== Directions for this task ==
Print the lines below word for word, leaving out the pictures.

(A run of records)
____________

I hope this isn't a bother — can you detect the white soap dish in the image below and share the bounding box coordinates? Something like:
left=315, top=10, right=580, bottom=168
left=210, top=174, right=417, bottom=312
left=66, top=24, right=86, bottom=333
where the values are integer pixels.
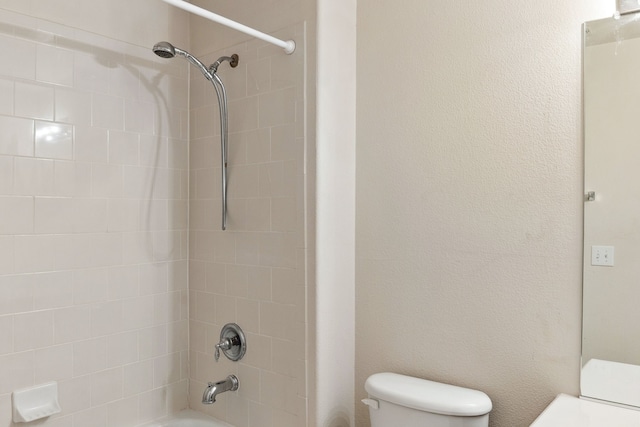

____________

== Expected answer ==
I hope this isn't a bother — can you detect the white soap dish in the image below and share the bounding box coordinates? Something like:
left=315, top=10, right=580, bottom=168
left=210, top=174, right=417, bottom=312
left=66, top=24, right=86, bottom=333
where the values are integer pixels.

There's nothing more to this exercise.